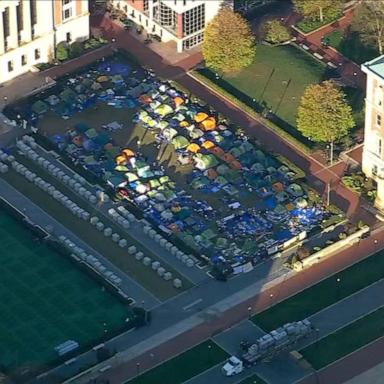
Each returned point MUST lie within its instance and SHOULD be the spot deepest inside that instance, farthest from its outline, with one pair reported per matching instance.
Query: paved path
(284, 370)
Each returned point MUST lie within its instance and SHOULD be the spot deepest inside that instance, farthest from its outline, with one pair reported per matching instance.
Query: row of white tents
(188, 260)
(92, 261)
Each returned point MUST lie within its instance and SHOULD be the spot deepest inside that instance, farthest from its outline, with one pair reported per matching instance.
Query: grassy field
(118, 256)
(324, 293)
(346, 340)
(279, 75)
(351, 46)
(254, 379)
(184, 366)
(45, 301)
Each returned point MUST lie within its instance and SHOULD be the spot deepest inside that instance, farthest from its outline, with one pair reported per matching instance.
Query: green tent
(180, 142)
(205, 161)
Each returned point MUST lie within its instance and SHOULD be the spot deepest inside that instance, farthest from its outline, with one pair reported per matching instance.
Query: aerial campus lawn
(176, 160)
(348, 43)
(254, 379)
(277, 78)
(46, 301)
(323, 294)
(346, 340)
(118, 256)
(184, 366)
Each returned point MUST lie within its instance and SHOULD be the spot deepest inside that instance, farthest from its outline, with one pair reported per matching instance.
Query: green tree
(317, 9)
(323, 114)
(76, 49)
(62, 51)
(228, 45)
(276, 32)
(368, 21)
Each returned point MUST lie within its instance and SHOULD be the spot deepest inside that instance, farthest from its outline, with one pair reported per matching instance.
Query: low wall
(328, 251)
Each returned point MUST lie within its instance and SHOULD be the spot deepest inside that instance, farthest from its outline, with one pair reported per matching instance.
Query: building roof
(376, 66)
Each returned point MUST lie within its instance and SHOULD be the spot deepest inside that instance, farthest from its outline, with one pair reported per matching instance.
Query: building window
(20, 16)
(194, 20)
(166, 17)
(193, 41)
(6, 30)
(33, 12)
(67, 13)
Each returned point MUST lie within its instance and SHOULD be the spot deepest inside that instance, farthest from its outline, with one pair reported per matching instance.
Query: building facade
(30, 30)
(182, 21)
(373, 150)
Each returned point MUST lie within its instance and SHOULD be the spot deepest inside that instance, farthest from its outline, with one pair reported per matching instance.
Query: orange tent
(127, 152)
(77, 140)
(184, 124)
(208, 144)
(201, 116)
(194, 148)
(235, 165)
(208, 124)
(145, 99)
(228, 158)
(211, 174)
(219, 152)
(178, 101)
(120, 160)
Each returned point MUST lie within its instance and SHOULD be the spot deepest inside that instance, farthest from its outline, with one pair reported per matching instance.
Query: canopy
(131, 177)
(194, 148)
(211, 174)
(127, 152)
(208, 144)
(162, 124)
(235, 164)
(164, 109)
(120, 160)
(180, 142)
(205, 161)
(208, 124)
(196, 133)
(169, 133)
(145, 99)
(201, 116)
(178, 101)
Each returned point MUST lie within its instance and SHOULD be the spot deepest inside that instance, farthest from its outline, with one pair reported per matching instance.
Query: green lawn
(46, 300)
(275, 71)
(254, 379)
(184, 366)
(324, 293)
(350, 45)
(346, 340)
(118, 256)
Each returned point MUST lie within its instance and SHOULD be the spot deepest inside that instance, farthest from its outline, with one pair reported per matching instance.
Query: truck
(268, 346)
(233, 366)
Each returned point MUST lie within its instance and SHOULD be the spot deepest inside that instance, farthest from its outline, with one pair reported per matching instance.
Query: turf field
(45, 301)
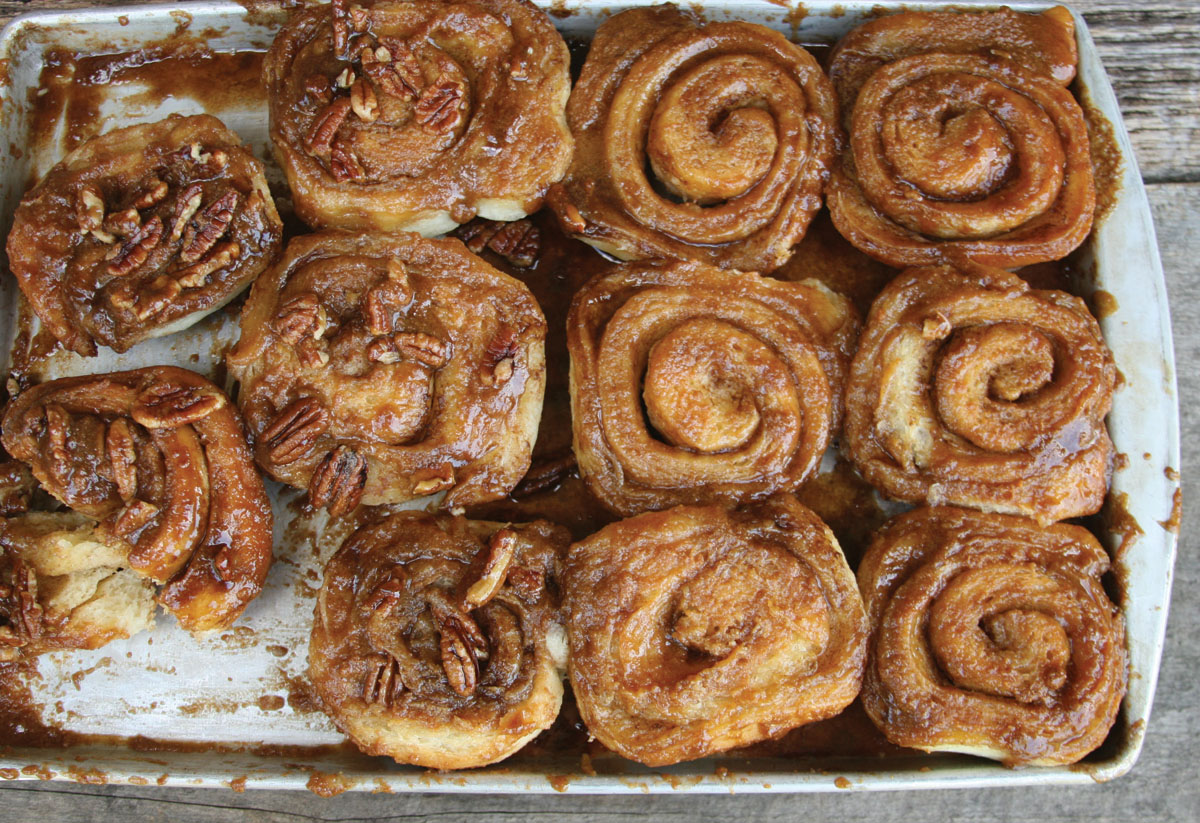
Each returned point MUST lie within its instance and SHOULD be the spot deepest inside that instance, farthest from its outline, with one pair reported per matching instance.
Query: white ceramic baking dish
(225, 692)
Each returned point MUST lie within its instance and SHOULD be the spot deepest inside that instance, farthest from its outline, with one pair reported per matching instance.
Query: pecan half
(325, 125)
(90, 214)
(364, 102)
(339, 481)
(499, 356)
(136, 248)
(300, 317)
(123, 458)
(430, 481)
(383, 683)
(209, 226)
(171, 406)
(124, 222)
(154, 193)
(501, 550)
(133, 517)
(423, 348)
(439, 109)
(196, 275)
(185, 206)
(343, 164)
(519, 242)
(294, 430)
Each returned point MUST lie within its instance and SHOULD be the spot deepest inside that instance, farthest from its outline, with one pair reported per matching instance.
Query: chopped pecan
(501, 550)
(300, 317)
(58, 431)
(311, 354)
(133, 517)
(90, 214)
(171, 406)
(318, 88)
(294, 430)
(208, 227)
(423, 348)
(459, 661)
(154, 193)
(383, 683)
(499, 356)
(400, 74)
(136, 248)
(430, 481)
(185, 206)
(339, 481)
(196, 275)
(439, 107)
(364, 101)
(124, 222)
(343, 164)
(123, 460)
(325, 125)
(519, 242)
(387, 299)
(147, 299)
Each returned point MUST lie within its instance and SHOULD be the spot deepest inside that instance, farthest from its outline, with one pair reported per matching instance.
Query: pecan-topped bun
(693, 384)
(419, 115)
(697, 630)
(157, 458)
(707, 142)
(142, 232)
(437, 640)
(379, 368)
(991, 636)
(965, 143)
(972, 389)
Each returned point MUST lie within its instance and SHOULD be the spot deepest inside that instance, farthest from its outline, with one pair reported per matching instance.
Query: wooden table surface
(1152, 53)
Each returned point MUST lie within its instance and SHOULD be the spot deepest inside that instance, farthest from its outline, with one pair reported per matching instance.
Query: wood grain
(1153, 56)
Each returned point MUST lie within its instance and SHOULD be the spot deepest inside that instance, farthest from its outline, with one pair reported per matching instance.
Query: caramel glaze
(76, 84)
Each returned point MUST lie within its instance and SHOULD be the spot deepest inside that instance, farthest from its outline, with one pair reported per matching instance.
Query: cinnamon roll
(379, 368)
(972, 389)
(437, 640)
(691, 384)
(711, 142)
(991, 636)
(142, 232)
(418, 115)
(156, 458)
(964, 139)
(697, 630)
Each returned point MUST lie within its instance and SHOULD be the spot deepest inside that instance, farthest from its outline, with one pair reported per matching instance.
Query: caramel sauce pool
(72, 104)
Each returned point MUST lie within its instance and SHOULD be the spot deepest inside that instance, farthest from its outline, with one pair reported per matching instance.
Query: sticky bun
(699, 629)
(379, 368)
(419, 115)
(693, 384)
(991, 636)
(154, 463)
(438, 641)
(142, 232)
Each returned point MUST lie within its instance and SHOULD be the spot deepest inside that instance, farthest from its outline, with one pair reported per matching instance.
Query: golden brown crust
(159, 456)
(964, 148)
(972, 389)
(738, 126)
(142, 232)
(419, 115)
(697, 630)
(991, 636)
(741, 377)
(437, 640)
(379, 368)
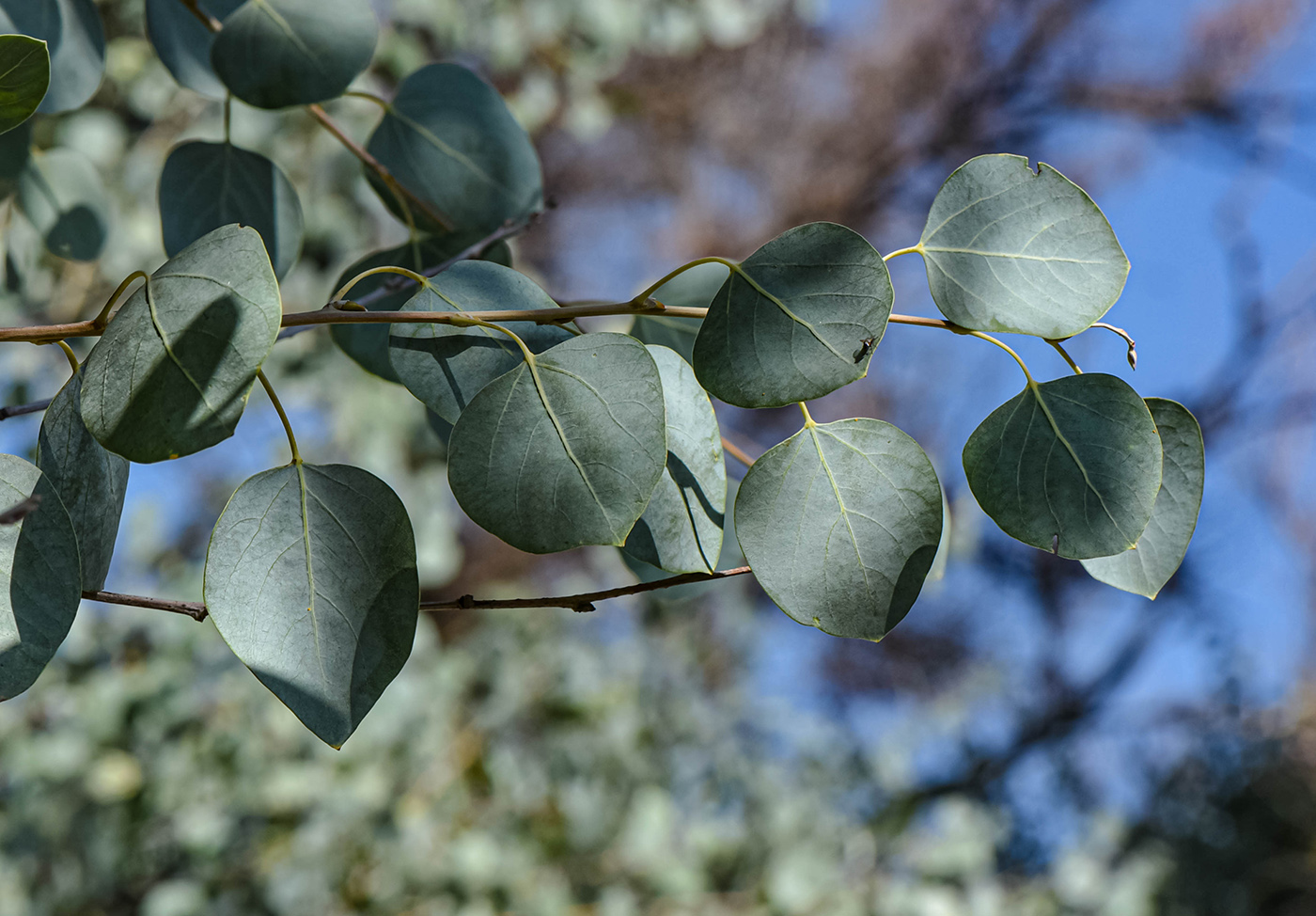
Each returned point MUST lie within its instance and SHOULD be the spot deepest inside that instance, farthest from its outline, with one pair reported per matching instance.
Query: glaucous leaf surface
(175, 366)
(839, 524)
(279, 53)
(61, 194)
(449, 138)
(183, 45)
(91, 482)
(1165, 541)
(24, 78)
(1015, 250)
(207, 186)
(682, 527)
(795, 320)
(311, 579)
(39, 561)
(446, 366)
(368, 345)
(563, 450)
(694, 289)
(1070, 466)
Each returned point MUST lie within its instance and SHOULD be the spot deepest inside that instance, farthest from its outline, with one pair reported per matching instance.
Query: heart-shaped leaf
(278, 53)
(1015, 250)
(839, 524)
(39, 562)
(449, 138)
(795, 320)
(566, 449)
(1161, 549)
(1070, 466)
(446, 366)
(183, 43)
(24, 78)
(207, 186)
(174, 369)
(682, 527)
(311, 579)
(91, 482)
(368, 345)
(61, 194)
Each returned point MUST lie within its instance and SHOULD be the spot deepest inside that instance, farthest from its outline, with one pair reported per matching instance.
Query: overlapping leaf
(1070, 466)
(445, 366)
(174, 369)
(311, 579)
(839, 524)
(682, 527)
(1015, 250)
(563, 450)
(1165, 541)
(795, 320)
(449, 138)
(207, 186)
(39, 561)
(278, 53)
(91, 482)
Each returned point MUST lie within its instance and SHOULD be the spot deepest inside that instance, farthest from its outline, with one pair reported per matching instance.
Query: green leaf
(1070, 465)
(91, 482)
(61, 193)
(694, 289)
(682, 527)
(449, 138)
(24, 78)
(368, 345)
(1015, 250)
(795, 320)
(75, 41)
(207, 186)
(311, 579)
(39, 562)
(566, 450)
(279, 53)
(174, 369)
(1161, 549)
(445, 366)
(183, 43)
(839, 524)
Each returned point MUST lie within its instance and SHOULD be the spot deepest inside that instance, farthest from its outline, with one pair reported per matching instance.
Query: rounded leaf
(207, 186)
(682, 527)
(279, 53)
(446, 366)
(449, 138)
(839, 524)
(1070, 466)
(1174, 517)
(174, 369)
(91, 482)
(1015, 250)
(39, 561)
(311, 579)
(795, 320)
(563, 450)
(24, 78)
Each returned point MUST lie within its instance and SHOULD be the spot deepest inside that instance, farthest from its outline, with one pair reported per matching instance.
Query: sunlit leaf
(1161, 549)
(839, 524)
(1015, 250)
(563, 450)
(1072, 465)
(311, 579)
(795, 320)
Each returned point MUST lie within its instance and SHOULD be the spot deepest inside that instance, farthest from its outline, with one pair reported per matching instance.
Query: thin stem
(278, 407)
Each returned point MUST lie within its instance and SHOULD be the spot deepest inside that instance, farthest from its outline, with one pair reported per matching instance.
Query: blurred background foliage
(1026, 742)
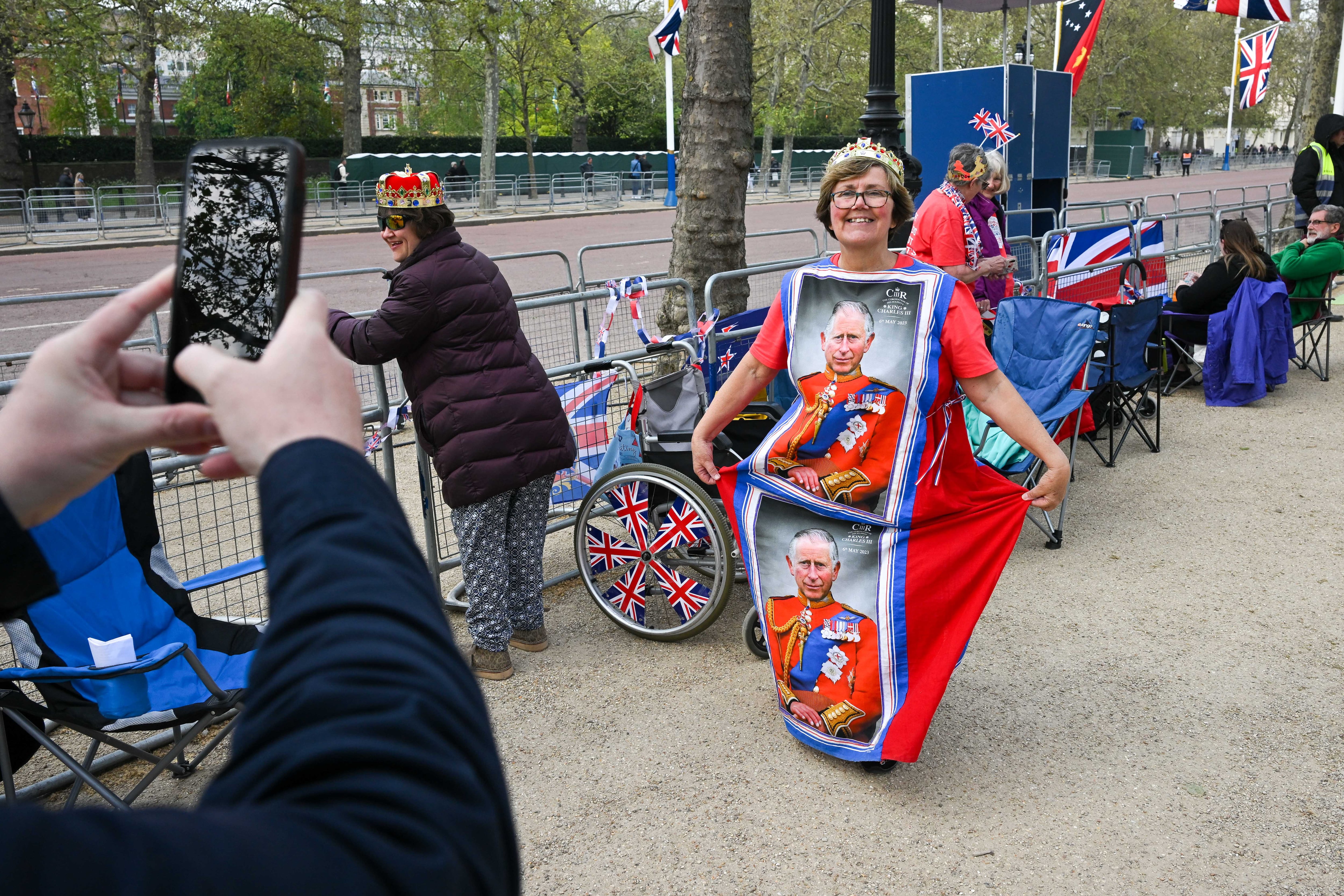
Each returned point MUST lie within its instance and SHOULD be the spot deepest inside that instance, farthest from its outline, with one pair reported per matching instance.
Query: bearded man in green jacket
(1310, 264)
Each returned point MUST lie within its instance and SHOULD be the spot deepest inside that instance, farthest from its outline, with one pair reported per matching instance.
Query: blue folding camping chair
(1123, 378)
(1041, 344)
(189, 671)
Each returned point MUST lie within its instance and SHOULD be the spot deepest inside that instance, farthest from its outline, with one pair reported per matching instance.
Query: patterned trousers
(501, 541)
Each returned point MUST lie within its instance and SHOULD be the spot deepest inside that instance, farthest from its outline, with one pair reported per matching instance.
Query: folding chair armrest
(148, 663)
(228, 574)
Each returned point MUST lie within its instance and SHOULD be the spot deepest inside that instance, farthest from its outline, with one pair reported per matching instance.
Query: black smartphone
(242, 222)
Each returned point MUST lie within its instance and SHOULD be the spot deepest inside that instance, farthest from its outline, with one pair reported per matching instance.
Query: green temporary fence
(374, 166)
(1124, 150)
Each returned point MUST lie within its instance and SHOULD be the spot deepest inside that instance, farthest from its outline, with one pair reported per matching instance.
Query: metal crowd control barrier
(14, 218)
(131, 212)
(495, 197)
(818, 246)
(440, 542)
(1085, 210)
(170, 206)
(53, 217)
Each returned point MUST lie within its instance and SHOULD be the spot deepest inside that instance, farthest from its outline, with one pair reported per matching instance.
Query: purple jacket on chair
(1249, 344)
(480, 399)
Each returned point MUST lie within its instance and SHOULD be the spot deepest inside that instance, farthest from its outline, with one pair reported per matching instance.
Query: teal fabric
(1000, 451)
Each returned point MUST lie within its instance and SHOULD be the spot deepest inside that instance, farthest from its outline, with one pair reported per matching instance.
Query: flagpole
(1232, 96)
(670, 199)
(1339, 81)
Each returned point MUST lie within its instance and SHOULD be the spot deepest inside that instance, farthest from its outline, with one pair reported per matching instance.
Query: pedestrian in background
(342, 181)
(483, 409)
(84, 198)
(992, 225)
(1315, 179)
(65, 198)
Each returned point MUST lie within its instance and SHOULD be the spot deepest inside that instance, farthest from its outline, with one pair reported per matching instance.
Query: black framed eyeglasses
(871, 198)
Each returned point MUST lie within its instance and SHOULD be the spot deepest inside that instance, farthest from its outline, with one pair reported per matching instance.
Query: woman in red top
(863, 201)
(945, 234)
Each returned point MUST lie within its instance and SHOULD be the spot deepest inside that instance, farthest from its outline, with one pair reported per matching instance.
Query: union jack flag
(998, 130)
(686, 596)
(585, 406)
(607, 551)
(1265, 10)
(683, 526)
(1084, 248)
(627, 594)
(1257, 54)
(667, 37)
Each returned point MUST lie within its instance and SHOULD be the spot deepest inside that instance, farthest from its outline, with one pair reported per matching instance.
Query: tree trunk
(490, 123)
(710, 231)
(772, 99)
(578, 93)
(531, 159)
(146, 60)
(1326, 54)
(1092, 142)
(353, 96)
(11, 163)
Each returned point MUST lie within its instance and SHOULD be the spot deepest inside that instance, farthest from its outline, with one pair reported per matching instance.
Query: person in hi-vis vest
(1314, 174)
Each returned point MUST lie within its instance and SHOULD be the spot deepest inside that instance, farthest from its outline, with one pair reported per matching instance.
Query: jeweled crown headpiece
(409, 190)
(865, 148)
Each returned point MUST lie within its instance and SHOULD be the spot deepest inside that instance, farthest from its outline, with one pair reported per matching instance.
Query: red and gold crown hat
(863, 147)
(409, 190)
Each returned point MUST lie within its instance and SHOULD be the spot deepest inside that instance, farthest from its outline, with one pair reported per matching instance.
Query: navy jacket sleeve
(363, 762)
(25, 576)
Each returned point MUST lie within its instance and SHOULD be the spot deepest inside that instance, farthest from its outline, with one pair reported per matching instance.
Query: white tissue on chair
(112, 654)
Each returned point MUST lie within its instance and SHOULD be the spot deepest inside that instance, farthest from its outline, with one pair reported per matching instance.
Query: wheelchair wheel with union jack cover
(655, 553)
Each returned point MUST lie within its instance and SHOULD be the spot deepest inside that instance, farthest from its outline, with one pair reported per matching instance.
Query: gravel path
(1151, 710)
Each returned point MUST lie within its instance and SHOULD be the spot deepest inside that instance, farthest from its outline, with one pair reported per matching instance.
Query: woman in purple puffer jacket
(483, 408)
(992, 225)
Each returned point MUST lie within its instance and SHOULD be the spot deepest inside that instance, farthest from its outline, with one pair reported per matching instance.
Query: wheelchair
(652, 545)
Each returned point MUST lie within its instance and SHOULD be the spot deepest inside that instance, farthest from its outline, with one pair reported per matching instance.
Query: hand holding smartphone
(242, 220)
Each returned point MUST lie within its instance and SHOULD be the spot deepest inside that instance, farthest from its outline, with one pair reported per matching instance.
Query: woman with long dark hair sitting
(1210, 292)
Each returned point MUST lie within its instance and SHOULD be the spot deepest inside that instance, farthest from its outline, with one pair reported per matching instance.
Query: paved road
(22, 328)
(1152, 710)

> _PROMPT_: Print the line that contains "Query: woman with long dark hair sitting", then every later line of the entries above up to and including the last, all exactly as written.

> _TASK SOLUTION_:
Query: woman with long dark hair sitting
(1210, 292)
Each returned point MUST lie within its instance and SHOULD be the spot deepest inside that instance, farthest from its outline, with one pair reported per matching instance.
Query: paved road
(22, 328)
(1152, 710)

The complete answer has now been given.